----- TEXT FOR ANALYSIS -----
Earlier in 2023, Simon Grelet, Ph.D., and his colleagues developed a provisional patent for the technology, which involves labeling cells that have received mitochondria from donor cells.
By Casandra Andrews
Simon Grelet, Ph.D., a cancer researcher at the USA Health Mitchell Cancer Institute and assistant professor of biochemistry and molecular biology at the Frederick P. Whiddon College of Medicine, recently delivered a talk at an international conference in Berlin on targeting mitochondria.
Mitochondria are often called the powerhouses of the cell. They are organelles central in cellular respiration, a process that breaks down fuel molecules to produce energy.
Grelet’s discussion focused on the recent development of a new technology that allows for the live reporting and lineage tracing of cell-to-cell transfers of mitochondria. Earlier in 2023, Grelet and his colleagues developed a provisional patent for the technology, which involves labeling cells that have received mitochondria from donor cells.
----- GIVEN INFORMATION -----
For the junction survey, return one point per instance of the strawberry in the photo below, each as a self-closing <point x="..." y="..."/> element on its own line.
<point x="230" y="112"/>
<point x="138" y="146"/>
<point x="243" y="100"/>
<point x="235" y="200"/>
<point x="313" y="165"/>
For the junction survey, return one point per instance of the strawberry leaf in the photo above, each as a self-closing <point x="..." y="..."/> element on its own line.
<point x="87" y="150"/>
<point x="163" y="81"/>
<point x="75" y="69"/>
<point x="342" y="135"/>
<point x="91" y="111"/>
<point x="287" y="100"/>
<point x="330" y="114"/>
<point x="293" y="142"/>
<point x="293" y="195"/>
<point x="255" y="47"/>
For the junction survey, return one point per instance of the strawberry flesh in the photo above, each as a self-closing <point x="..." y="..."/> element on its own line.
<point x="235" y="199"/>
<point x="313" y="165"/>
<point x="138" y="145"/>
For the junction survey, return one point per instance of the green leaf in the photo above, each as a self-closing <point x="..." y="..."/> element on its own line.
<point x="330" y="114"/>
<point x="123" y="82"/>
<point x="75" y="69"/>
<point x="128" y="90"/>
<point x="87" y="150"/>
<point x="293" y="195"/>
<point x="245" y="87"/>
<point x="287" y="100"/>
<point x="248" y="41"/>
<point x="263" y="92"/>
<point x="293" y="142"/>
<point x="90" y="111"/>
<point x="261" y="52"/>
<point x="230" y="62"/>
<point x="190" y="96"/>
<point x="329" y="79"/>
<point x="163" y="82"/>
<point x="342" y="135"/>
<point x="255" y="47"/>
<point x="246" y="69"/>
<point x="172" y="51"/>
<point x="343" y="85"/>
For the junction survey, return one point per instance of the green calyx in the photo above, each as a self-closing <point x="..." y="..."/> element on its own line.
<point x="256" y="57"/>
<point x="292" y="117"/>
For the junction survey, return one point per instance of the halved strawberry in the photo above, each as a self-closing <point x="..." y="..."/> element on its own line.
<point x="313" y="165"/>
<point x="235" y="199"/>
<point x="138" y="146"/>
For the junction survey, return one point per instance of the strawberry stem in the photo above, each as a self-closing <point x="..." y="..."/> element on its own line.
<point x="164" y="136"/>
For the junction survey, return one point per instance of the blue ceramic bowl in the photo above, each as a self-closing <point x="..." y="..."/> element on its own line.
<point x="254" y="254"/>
-----
EXERCISE REQUIREMENTS:
Proceed with the article above on Simon Grelet's mitochondria-tracing technology, starting right after its last sentence.

EXERCISE OUTPUT:
Grelet’s lab – known as the Cancer Innervation & Neurobiology Laboratory – is based within the Mitchell Cancer Institute.
Recently, notes Grelet, the intercellular transfers of mitochondria have become an incredibly hot topic of research: “They consist of a cell-cell exchange of mitochondrial organelles and are observed in various physiological processes, including immune response, tissue regeneration, development, and neuronal activity.” These transfers also play crucial roles in pathological conditions such as infectious diseases, metabolic disorders, cardiovascular and respiratory dysfunction, inflammation, neurodegenerative diseases, and cancer, he said.
“Despite its significance, a comprehensive understanding of the mechanisms underlying this phenomenon, particularly in disease states, remains elusive, largely due to a lack of reliable methodologies for tracking the fate of the cells involved, Grelet said.”
To date, technologies that specifically highlight this process do not exist, he said.
Because of that, Grelet’s lab developed a set of genetic reporters for the live illumination of the cells involved in these transfers and the permanent labeling of those cells. This method allows for the screening of the genetic mediators of mitochondria transfers but also to follow the fate of the involved cells in vitro and in vivo, he said.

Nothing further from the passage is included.